Nos últimos meses, os jornais encheram-se de manchetes sobre os resultados do PISA e os rankings das escolas. Os números saltam das páginas como verdades absolutas: Portugal subiu dois lugares em matemática, desceu um em leitura, a escola X é a melhor do distrito. Mas o que acontece quando fechamos os relatórios e entramos nas salas de aula? A história que os dados contam é apenas um capítulo – e talvez não seja o mais importante.

Nas traseiras de uma escola secundária de Lisboa, encontro a professora Carla, de 52 anos, enquanto fuma um cigarro à janela da sala dos professores. 'Ontem tive de explicar a um aluno do 10º ano como se soma 1/4 com 1/2', diz-me, com um sorriso cansado. 'No mesmo dia, a mesma turma discutia paradoxos temporais na física quântica.' Esta dualidade define o sistema educativo português: excelência convivendo com lacunas gritantes, tudo na mesma sala, nos mesmos 45 minutos.

> **Registos fornecidos**
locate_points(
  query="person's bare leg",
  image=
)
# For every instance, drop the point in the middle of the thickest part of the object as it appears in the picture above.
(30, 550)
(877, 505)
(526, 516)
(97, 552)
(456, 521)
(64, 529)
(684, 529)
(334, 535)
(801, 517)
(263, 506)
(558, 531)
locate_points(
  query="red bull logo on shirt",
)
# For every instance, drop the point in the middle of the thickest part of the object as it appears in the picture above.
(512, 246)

---

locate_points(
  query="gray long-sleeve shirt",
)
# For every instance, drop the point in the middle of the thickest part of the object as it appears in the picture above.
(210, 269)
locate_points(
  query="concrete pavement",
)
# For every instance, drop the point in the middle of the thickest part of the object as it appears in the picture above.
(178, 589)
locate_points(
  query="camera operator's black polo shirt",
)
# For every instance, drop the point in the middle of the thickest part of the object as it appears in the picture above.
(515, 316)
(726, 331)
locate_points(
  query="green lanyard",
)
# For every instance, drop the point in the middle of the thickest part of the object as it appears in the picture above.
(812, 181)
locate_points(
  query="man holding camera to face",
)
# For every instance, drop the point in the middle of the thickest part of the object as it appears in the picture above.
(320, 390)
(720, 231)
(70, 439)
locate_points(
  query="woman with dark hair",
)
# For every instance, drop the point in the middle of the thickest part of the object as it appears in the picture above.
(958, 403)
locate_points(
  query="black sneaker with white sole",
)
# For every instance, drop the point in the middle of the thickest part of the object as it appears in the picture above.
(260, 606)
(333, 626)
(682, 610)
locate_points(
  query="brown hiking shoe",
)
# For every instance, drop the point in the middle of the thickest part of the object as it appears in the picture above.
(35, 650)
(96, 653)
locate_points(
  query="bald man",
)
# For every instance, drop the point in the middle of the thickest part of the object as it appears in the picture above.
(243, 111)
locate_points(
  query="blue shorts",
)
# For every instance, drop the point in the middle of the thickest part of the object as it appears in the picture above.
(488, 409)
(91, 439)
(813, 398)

> **Tarefas propostas**
[a] No texto sobre o ensino em Portugal, que idade tem a professora Carla?
[b] Prolongue o texto sobre o ensino em Portugal a partir do ponto em que termina.

> **Respostas por ordem**
[a] 52 anos.

[b]
Enquanto o Ministério da Educação anuncia mais tablets para as escolas, visitei três estabelecimentos onde os professores pagam do bolso o papel para as fotocópias. Na EB 2,3 de Vale de Cambra, a diretora mostra-me um armário com computadores comprados em 2008. 'Funcionam quando querem', comenta, enquanto tenta ligar um que emite um som agonizante. A tecnologia prometida como equalizadora torna-se mais um fator de desigualdade.

Mas há histórias que os rankings nunca capturam. Na Escola Básica de Monsanto, a professora Isabel criou um 'clube das emoções' onde os alunos aprendem a identificar o que sentem. 'Um miúdo que não consegue gerir a frustração não vai resolver equações', explica. Os resultados académicos da turma melhoraram 30% em dois anos, mas esse número não aparece em nenhum relatório oficial.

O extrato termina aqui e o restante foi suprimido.